[Begin Information supplied]
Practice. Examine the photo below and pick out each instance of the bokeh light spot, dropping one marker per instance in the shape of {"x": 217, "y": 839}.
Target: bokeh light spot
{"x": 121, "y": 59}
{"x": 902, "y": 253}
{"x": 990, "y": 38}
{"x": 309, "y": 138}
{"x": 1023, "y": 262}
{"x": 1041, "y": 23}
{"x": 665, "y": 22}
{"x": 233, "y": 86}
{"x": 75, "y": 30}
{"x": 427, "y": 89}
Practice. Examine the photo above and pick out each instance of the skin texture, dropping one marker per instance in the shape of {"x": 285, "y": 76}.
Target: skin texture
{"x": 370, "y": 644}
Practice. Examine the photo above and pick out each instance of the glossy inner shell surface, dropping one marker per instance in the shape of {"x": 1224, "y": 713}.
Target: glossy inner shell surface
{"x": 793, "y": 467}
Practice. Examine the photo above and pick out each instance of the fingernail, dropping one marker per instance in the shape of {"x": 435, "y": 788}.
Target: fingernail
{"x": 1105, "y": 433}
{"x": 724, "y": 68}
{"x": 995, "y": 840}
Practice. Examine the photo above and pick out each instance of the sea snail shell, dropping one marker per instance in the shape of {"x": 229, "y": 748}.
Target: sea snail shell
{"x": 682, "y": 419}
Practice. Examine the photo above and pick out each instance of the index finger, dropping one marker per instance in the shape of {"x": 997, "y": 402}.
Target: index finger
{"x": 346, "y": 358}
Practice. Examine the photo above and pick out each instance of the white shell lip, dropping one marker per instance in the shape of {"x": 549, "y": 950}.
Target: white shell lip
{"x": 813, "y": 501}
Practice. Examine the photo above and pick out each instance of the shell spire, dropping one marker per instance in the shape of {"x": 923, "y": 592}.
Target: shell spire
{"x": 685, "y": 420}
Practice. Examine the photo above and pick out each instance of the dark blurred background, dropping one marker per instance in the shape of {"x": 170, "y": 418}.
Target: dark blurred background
[End Information supplied]
Job - Rewrite every line of the material above as a numbered list, leaving out any blank lines.

Answer -
1. Practice. Examine the photo below and pick out each instance of the bokeh light spot, dropping one marker per instance in the shape of {"x": 217, "y": 839}.
2. Target: bokeh light spot
3. {"x": 121, "y": 59}
4. {"x": 902, "y": 253}
5. {"x": 990, "y": 38}
6. {"x": 309, "y": 138}
7. {"x": 1023, "y": 262}
8. {"x": 1041, "y": 23}
9. {"x": 665, "y": 22}
10. {"x": 233, "y": 86}
11. {"x": 75, "y": 30}
12. {"x": 427, "y": 89}
13. Practice. Examine the photo above and pick out each instance of the skin texture, dropping one marker per instance in the shape of {"x": 285, "y": 76}.
14. Target: skin texture
15. {"x": 370, "y": 644}
16. Practice. Examine the photo above and pick out each instance of the glossy inner shell surface, dropping one marker per instance in the shape of {"x": 1224, "y": 713}.
17. Target: glossy inner shell surface
18. {"x": 793, "y": 467}
19. Practice. Examine the photo above and pick out each instance of the fingernail, dropping one marker per instance in the shape of {"x": 435, "y": 788}.
20. Target: fingernail
21. {"x": 1105, "y": 433}
22. {"x": 724, "y": 68}
23. {"x": 995, "y": 840}
24. Practice. Examine the photo above and pick out each instance of the sea snail shell, dropping one marker per instance in the shape of {"x": 229, "y": 748}.
25. Target: sea snail shell
26. {"x": 682, "y": 419}
27. Practice. Examine the photo above and pick out each instance of the index finger, dropping one marker per instance in the shape of {"x": 997, "y": 402}.
28. Target: index finger
29. {"x": 346, "y": 358}
30. Practice. Examine the photo above and pick out each instance of the white shell lip, dropping one marker per instance in the shape of {"x": 549, "y": 950}.
31. Target: white shell lip
32. {"x": 813, "y": 501}
33. Practice. Examine the photo above and pick out each instance of the shell spire, dropping one marker per instance in the shape of {"x": 923, "y": 592}.
34. Target: shell spire
35. {"x": 685, "y": 420}
36. Practice. Examine the photo above and pick out each instance of the dark blurred background, dropping one marker per instance in the shape of {"x": 170, "y": 418}.
37. Target: dark blurred background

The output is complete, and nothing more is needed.